United States 5-0 vs. Puerto Rico in Olympics

ATHENS, Greece -- The last time the United States and Puerto
Rico met in a basketball game that meant something, a shoving match
broke out and fans in San Juan threw drinks and debris onto the

The episode happened last summer in a semifinal match at the
Tournament of the Americas, one of five games between the teams in
the past year.

"People got upset, and probably rightfully so, and it
escalated,'' recalled Allen Iverson, one of three holdovers from
the U.S. team that qualified for the Athens Games on that steamy
night nearly a year ago in Puerto Rico.

The teams will play again Sunday night in one of six
opening-round games on the first day of competition in men's
basketball. The best game of the day, though, could be
Serbia-Montenegro vs. Argentina in a rematch of the gold medal game
at the 2002 World Championships in Indianapolis.

The other games are Angola-Lithuania, Italy-New Zealand,
China-Spain and Greece-Australia.

Puerto Rico and the United States played an exhibition game last
month in Jacksonville, Fla., the U.S. team winning 96-71 despite
the suspensions of Iverson, LeBron James and Amare Stoudemire for
arriving late to a team meeting.

America is 5-0 against Puerto Rico in Olympic history, their
last match a 115-77 victory by the 1992 Dream Team. At the 2002
World Championships, the U.S. team's 84-74 victory over Puerto Rico
was its only win in a span of four games.

□ □ □ □ □ □ □

WORK TO COMPLETE:
Please reproduce the stretch of the basketball article from "United States 5-0" through "in Puerto Rico.". The listing below comes from a separate source.

DATA EXCERPT:
□ □ □ □ □ □ □

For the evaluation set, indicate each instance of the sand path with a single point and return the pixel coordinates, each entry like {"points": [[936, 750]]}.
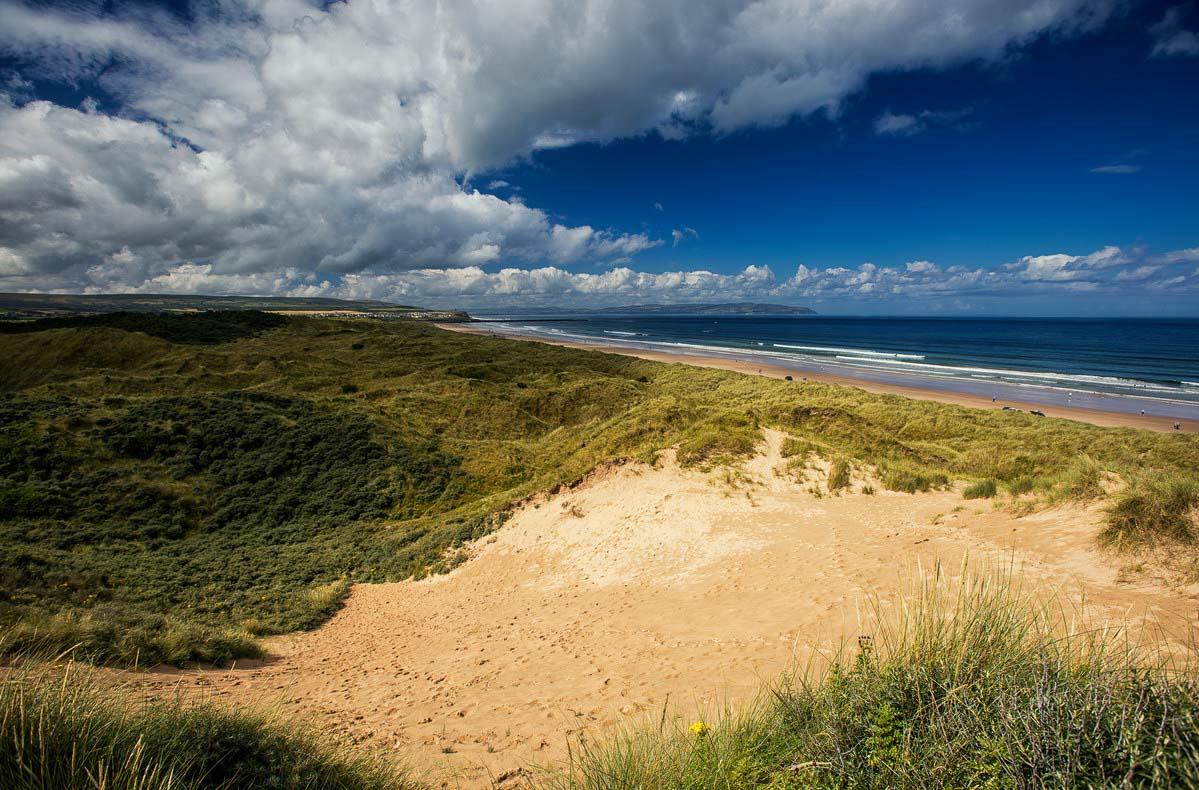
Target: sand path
{"points": [[600, 603]]}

□ □ □ □ □ □ □

RESULT OF THE TASK:
United States 5-0 vs. Puerto Rico in Olympics

ATHENS, Greece -- The last time the United States and Puerto
Rico met in a basketball game that meant something, a shoving match
broke out and fans in San Juan threw drinks and debris onto the

The episode happened last summer in a semifinal match at the
Tournament of the Americas, one of five games between the teams in
the past year.

"People got upset, and probably rightfully so, and it
escalated,'' recalled Allen Iverson, one of three holdovers from
the U.S. team that qualified for the Athens Games on that steamy
night nearly a year ago in Puerto Rico.